SELECTED PASSAGE

· · ·

The Bank of Canada will not raise its benchmark interest rate until the slack in the country’s
economy is absorbed, which has not yet happened but is getting closer, Governor Tiff Macklem said in a newspaper opinion piece on Monday.
Macklem also noted that while inflation risks have increased – driven by pandemic-induced demand shifts, supply disruptions and higher energy prices – the central bank continues to view the recent dynamics as transitory.
“For the policy interest rate, our forward guidance has been clear that we will not raise interest rates until economic slack is absorbed. We are not there yet, but we are getting closer,” Macklem wrote in an op-ed for the Financial Times newspaper.
He added that the central bank’s policy framework – a flexible inflation target focused on the two per cent midpoint of a 1-3 per cent control range – means that Canadians can be confident it will keep inflation under control, while supporting a full recovery.
“What our resolve does mean is that if we end up being wrong about the persistence of inflationary pressures and how much slack remains in the economy, we will adjust. Our framework enables us to do just that,” Macklem said.

· · ·

EXERCISE REQUIREMENTS
[1] Copy word for word the part of the Bank of Canada article starting with "Macklem also noted" and going on through "dynamics as transitory.".
[2] According to the Bank of Canada article, in which newspaper did Macklem publish his op-ed?
[3] Please carry on the Bank of Canada article from where it ends.

LISTED RECORDS
· · ·

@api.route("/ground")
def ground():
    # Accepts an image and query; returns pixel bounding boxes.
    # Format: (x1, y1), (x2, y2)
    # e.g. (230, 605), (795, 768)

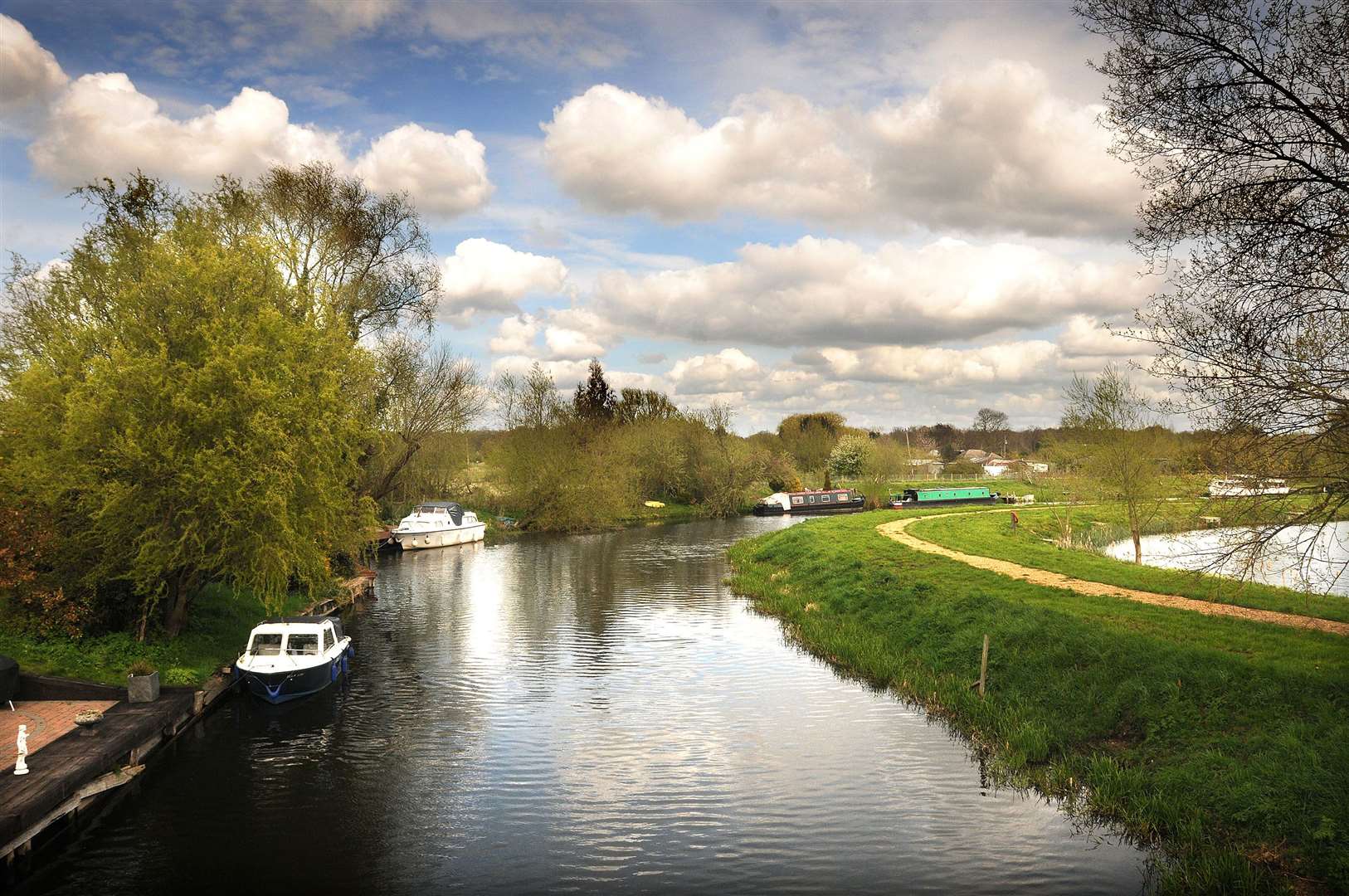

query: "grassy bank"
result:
(0, 586), (309, 685)
(909, 504), (1349, 622)
(731, 511), (1349, 892)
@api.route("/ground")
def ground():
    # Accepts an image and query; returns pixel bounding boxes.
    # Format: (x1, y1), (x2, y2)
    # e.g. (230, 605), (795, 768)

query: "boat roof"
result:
(258, 616), (332, 625)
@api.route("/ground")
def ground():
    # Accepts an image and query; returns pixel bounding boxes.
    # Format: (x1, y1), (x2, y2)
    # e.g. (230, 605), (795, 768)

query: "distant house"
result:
(909, 460), (944, 479)
(983, 456), (1049, 476)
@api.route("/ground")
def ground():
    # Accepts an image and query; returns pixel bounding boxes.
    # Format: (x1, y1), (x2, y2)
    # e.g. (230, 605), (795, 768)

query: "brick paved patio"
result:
(0, 700), (117, 767)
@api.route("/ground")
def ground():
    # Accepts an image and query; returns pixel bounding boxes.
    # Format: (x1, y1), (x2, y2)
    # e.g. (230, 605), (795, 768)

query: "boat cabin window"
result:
(286, 634), (319, 655)
(248, 634), (280, 655)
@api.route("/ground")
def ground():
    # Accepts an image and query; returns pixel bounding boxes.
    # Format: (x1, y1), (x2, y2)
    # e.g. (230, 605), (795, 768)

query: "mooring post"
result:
(979, 634), (989, 700)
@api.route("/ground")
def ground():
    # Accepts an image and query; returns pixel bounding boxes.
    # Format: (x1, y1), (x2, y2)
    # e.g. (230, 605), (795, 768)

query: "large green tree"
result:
(1077, 0), (1349, 553)
(0, 175), (373, 637)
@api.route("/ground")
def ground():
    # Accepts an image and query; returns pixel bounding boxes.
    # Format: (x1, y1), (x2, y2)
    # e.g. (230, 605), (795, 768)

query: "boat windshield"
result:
(286, 633), (319, 655)
(248, 634), (280, 655)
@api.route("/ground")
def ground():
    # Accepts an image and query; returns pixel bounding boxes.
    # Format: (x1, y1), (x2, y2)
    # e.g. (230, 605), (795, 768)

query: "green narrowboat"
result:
(890, 487), (998, 509)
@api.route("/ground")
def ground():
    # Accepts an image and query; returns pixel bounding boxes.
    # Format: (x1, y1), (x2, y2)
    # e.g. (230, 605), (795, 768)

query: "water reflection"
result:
(18, 519), (1144, 894)
(1106, 522), (1349, 595)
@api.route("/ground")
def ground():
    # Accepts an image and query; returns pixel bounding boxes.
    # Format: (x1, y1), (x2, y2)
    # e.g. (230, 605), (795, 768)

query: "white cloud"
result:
(543, 327), (604, 360)
(669, 348), (763, 396)
(487, 314), (538, 355)
(593, 236), (1148, 347)
(355, 124), (492, 216)
(491, 355), (670, 394)
(440, 237), (567, 319)
(1059, 314), (1153, 358)
(487, 308), (621, 360)
(821, 338), (1064, 388)
(0, 15), (71, 134)
(307, 0), (407, 34)
(28, 73), (492, 216)
(543, 62), (1140, 236)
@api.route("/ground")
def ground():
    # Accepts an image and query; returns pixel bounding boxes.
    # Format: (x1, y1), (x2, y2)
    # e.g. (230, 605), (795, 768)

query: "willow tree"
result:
(1077, 0), (1349, 561)
(0, 175), (373, 637)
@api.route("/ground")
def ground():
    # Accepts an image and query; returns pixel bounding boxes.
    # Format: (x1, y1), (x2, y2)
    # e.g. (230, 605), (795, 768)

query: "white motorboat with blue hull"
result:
(235, 616), (356, 703)
(392, 500), (487, 551)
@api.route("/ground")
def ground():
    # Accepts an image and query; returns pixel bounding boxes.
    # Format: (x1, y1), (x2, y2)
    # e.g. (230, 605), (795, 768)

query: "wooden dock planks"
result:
(0, 689), (194, 851)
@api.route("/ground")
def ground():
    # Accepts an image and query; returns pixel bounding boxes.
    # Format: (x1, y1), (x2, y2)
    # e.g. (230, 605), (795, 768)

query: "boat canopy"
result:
(413, 500), (464, 526)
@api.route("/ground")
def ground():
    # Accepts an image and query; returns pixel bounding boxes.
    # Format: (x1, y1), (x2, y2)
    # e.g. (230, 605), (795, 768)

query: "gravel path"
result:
(877, 510), (1349, 637)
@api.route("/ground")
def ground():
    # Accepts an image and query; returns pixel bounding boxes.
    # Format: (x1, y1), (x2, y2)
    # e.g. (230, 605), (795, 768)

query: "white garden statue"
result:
(13, 724), (28, 775)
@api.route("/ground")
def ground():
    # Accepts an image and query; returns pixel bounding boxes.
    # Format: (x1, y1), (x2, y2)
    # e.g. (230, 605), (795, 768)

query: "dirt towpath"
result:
(877, 510), (1349, 637)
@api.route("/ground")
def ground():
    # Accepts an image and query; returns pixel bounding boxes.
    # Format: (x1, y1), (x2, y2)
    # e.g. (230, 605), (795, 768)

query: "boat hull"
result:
(394, 522), (487, 551)
(754, 500), (866, 517)
(890, 497), (1001, 510)
(235, 646), (352, 703)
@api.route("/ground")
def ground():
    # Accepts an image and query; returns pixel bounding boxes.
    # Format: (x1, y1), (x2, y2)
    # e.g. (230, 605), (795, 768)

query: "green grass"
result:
(909, 502), (1349, 622)
(0, 586), (309, 687)
(731, 511), (1349, 892)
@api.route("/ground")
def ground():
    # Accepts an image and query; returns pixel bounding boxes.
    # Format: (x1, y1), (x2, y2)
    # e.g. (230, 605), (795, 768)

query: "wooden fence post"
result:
(979, 634), (989, 700)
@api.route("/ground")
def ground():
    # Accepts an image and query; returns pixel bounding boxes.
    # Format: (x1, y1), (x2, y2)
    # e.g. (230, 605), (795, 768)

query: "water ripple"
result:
(26, 519), (1144, 894)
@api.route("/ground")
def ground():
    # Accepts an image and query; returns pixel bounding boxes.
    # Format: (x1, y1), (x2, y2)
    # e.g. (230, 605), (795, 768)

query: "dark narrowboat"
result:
(754, 489), (866, 517)
(890, 489), (998, 509)
(235, 616), (355, 703)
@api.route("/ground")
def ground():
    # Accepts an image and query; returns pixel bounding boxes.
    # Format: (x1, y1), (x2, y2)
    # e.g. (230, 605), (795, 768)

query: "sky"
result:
(0, 0), (1160, 433)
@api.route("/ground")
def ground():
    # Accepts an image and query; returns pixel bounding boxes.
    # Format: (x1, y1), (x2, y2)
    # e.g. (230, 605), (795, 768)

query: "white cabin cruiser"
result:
(235, 616), (355, 703)
(392, 500), (487, 551)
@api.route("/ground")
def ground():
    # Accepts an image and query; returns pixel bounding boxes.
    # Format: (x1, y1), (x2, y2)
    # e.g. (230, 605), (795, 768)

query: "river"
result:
(1105, 522), (1349, 595)
(20, 519), (1147, 896)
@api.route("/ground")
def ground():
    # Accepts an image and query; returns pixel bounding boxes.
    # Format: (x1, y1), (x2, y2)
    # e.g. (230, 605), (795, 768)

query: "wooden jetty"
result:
(0, 674), (233, 885)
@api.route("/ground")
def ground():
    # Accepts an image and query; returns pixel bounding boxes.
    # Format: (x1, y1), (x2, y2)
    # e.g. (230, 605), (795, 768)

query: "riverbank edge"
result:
(0, 670), (237, 888)
(0, 569), (373, 689)
(909, 502), (1349, 622)
(727, 514), (1336, 894)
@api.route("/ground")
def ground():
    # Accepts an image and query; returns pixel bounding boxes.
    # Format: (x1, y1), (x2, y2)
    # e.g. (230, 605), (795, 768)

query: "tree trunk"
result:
(370, 439), (421, 500)
(164, 573), (189, 638)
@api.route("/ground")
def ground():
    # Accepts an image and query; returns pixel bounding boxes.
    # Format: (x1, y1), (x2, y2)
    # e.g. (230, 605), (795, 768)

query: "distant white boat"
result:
(1209, 476), (1288, 498)
(392, 500), (487, 551)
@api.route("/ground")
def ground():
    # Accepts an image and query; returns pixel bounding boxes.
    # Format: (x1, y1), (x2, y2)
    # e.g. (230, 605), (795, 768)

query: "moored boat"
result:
(889, 487), (998, 510)
(1209, 475), (1291, 498)
(754, 489), (866, 517)
(392, 500), (487, 551)
(235, 616), (355, 703)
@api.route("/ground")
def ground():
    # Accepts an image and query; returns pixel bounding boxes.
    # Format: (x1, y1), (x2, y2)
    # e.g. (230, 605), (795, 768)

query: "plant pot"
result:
(127, 670), (159, 703)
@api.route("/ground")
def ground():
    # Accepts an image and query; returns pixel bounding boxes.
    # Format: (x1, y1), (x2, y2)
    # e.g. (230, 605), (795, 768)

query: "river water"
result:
(1105, 522), (1349, 595)
(20, 519), (1145, 894)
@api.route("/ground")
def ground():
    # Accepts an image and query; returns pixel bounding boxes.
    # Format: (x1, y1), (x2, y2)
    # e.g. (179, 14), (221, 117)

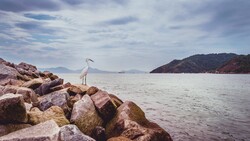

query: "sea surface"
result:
(58, 74), (250, 141)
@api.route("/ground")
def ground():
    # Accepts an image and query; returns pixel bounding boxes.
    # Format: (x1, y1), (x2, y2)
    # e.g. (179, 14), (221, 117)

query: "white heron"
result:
(80, 58), (94, 85)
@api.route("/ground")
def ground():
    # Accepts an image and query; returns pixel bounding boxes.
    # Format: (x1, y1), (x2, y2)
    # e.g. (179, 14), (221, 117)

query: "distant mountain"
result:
(150, 53), (237, 73)
(39, 67), (111, 73)
(217, 54), (250, 73)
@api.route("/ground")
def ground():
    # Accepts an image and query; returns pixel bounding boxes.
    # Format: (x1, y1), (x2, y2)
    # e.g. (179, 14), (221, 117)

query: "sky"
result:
(0, 0), (250, 71)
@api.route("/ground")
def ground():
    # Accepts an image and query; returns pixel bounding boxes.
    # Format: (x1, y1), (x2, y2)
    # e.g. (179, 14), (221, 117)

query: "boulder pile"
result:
(0, 58), (172, 141)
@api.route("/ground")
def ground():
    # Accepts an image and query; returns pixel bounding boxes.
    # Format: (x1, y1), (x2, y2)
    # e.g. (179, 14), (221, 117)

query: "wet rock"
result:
(107, 136), (132, 141)
(35, 78), (63, 96)
(0, 64), (20, 85)
(0, 120), (60, 141)
(28, 106), (69, 127)
(38, 89), (69, 116)
(22, 78), (43, 90)
(91, 126), (107, 141)
(91, 91), (116, 122)
(0, 124), (31, 137)
(86, 86), (99, 96)
(0, 94), (27, 122)
(59, 124), (95, 141)
(49, 74), (59, 80)
(109, 94), (123, 107)
(106, 101), (172, 141)
(16, 87), (38, 103)
(70, 95), (103, 135)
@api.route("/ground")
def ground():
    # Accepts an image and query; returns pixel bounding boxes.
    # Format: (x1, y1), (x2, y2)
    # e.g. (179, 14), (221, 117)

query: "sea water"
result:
(58, 74), (250, 141)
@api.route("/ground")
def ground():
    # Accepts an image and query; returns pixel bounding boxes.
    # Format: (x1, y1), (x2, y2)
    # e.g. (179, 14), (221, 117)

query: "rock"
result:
(106, 101), (172, 141)
(70, 95), (103, 135)
(28, 106), (69, 127)
(5, 79), (24, 86)
(50, 85), (64, 92)
(35, 78), (63, 96)
(16, 87), (38, 103)
(49, 74), (59, 80)
(17, 62), (37, 72)
(109, 94), (123, 107)
(59, 124), (95, 141)
(3, 85), (19, 94)
(86, 86), (99, 96)
(91, 91), (116, 122)
(68, 94), (82, 108)
(72, 84), (89, 94)
(22, 78), (43, 90)
(0, 120), (60, 141)
(107, 136), (132, 141)
(38, 89), (69, 115)
(91, 126), (107, 141)
(0, 64), (20, 85)
(0, 94), (27, 122)
(67, 85), (86, 96)
(0, 124), (31, 137)
(24, 102), (33, 112)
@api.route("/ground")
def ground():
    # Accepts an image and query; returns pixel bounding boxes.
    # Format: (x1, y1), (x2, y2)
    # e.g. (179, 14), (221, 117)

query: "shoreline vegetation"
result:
(0, 58), (172, 141)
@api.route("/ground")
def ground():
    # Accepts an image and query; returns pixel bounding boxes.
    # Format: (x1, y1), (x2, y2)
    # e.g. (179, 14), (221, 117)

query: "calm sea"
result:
(59, 74), (250, 141)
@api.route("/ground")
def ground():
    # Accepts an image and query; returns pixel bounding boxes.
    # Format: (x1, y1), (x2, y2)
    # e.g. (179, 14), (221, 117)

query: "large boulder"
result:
(0, 94), (27, 122)
(59, 124), (95, 141)
(0, 120), (60, 141)
(0, 64), (20, 85)
(107, 136), (132, 141)
(16, 87), (38, 103)
(91, 91), (116, 122)
(91, 126), (107, 141)
(28, 106), (69, 127)
(0, 124), (31, 137)
(106, 101), (172, 141)
(86, 86), (99, 95)
(70, 95), (103, 136)
(35, 78), (63, 95)
(22, 78), (44, 90)
(38, 89), (70, 115)
(109, 94), (123, 107)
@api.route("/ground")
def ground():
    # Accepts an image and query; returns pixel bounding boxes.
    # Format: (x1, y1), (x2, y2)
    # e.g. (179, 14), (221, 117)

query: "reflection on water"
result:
(59, 74), (250, 141)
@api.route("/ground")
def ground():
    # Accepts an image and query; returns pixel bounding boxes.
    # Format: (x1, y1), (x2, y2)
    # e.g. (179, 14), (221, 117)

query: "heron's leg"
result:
(85, 75), (87, 85)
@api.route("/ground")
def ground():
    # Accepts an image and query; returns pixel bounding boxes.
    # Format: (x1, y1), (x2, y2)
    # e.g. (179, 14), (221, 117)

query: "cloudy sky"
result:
(0, 0), (250, 71)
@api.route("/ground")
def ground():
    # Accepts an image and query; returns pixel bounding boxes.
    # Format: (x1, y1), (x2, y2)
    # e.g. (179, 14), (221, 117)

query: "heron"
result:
(80, 58), (94, 85)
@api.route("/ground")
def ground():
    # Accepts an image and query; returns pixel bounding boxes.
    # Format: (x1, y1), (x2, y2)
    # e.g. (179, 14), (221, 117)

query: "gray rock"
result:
(0, 94), (27, 122)
(38, 89), (69, 115)
(106, 101), (172, 141)
(0, 120), (60, 141)
(60, 124), (95, 141)
(70, 95), (103, 136)
(0, 124), (31, 137)
(35, 78), (63, 95)
(91, 91), (116, 122)
(22, 78), (43, 90)
(0, 64), (20, 85)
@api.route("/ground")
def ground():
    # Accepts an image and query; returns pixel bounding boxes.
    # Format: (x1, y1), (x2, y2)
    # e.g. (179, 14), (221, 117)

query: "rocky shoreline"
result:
(0, 58), (172, 141)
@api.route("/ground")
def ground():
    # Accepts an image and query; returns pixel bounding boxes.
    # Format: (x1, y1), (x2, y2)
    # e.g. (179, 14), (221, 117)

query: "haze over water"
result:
(59, 74), (250, 141)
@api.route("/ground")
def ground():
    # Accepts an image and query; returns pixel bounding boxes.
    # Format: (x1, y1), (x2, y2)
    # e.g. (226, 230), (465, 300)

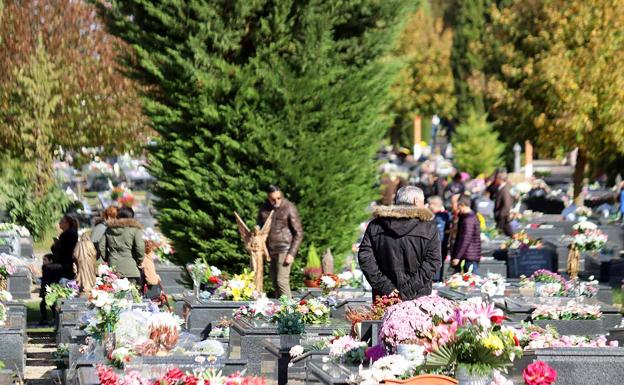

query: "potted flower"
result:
(303, 245), (323, 287)
(531, 301), (603, 335)
(275, 296), (305, 349)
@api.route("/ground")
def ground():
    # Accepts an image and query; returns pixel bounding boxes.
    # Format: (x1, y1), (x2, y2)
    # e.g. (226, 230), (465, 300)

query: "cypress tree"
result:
(450, 0), (492, 121)
(99, 0), (410, 269)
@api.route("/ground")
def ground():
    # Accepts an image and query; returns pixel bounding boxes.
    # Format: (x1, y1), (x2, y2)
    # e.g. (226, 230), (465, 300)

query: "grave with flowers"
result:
(301, 270), (372, 319)
(230, 297), (350, 374)
(0, 290), (27, 373)
(68, 266), (255, 385)
(183, 260), (262, 338)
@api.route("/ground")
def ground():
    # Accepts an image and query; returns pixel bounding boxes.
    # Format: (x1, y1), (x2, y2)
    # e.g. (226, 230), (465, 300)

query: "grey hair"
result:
(394, 186), (425, 206)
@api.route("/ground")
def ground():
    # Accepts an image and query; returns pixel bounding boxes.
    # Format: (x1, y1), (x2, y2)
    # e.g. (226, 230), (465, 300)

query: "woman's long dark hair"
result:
(63, 214), (80, 230)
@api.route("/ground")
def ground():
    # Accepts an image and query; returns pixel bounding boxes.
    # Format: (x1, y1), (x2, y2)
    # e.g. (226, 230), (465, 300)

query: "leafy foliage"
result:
(390, 1), (455, 144)
(486, 0), (624, 202)
(0, 0), (147, 154)
(99, 0), (410, 269)
(453, 113), (504, 176)
(0, 162), (70, 240)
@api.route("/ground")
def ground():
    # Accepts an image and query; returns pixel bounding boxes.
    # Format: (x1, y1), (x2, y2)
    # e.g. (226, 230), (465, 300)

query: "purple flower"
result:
(364, 343), (386, 362)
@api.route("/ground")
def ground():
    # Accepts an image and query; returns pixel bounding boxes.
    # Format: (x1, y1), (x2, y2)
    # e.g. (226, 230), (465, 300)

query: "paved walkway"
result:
(24, 332), (61, 385)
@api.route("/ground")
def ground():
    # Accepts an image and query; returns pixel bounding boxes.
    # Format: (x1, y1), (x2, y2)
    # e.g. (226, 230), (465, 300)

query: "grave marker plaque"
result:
(507, 247), (558, 278)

· · ·

ANSWERS GIVEN
[1]
Macklem also noted that while inflation risks have increased – driven by pandemic-induced demand shifts, supply disruptions and higher energy prices – the central bank continues to view the recent dynamics as transitory.

[2] The Financial Times.

[3]
Canada’s inflation rate hits 4.4%, highest level since 2003
Inflation has soared in recent months as countries around the world have rebounded from the pandemic, putting pressures on global supply chains. Canada’s headline inflation rate rose to
4.4 per cent in September, the sixth consecutive month above the bank’s targeted range.
The Bank of Canada signaled last month that its first rate hike could come as soon as April 2022, though money markets are betting on a hike in March, with five in total in 2022.
The Canadian dollar was trading 0.2 per cent higher at 1.2517 to the greenback, or 79.89 U.S. cents,
(Reporting by Julie Gordon in Ottawa, additional reporting by Fergal Smith in Toronto; Editing by Bernadette Baum)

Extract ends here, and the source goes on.